§ Task prompt
Find the line containing "Target: hand" in the records below. Copy exactly that line and each one after it, ending at the line containing "Target: green eye", and nothing more.

§ Exercise data
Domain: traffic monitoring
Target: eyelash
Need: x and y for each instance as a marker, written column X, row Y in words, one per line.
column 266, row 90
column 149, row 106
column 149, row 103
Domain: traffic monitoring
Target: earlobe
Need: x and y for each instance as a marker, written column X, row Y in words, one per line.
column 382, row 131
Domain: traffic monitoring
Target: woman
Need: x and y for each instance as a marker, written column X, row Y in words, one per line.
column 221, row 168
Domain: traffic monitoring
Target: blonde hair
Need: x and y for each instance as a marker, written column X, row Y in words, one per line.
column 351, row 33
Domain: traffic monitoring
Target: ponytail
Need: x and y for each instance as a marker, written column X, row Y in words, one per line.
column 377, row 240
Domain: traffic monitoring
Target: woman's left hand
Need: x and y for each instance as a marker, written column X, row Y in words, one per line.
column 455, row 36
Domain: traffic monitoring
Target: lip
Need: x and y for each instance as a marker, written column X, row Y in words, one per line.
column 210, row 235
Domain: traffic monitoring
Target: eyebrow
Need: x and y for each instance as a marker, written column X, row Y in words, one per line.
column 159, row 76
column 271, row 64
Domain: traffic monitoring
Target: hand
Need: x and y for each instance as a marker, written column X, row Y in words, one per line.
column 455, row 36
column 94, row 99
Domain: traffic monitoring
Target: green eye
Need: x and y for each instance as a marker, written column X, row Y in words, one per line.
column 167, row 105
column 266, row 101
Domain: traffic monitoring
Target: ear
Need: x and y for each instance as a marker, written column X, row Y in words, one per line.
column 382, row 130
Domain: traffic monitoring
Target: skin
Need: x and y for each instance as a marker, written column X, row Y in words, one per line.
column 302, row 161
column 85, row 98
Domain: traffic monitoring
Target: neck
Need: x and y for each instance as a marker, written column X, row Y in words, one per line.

§ Task output
Target: hand
Need: x and y for each instance as a marker, written column X, row Y in words, one per line.
column 455, row 36
column 94, row 99
Domain: traffic monitoring
Target: green eye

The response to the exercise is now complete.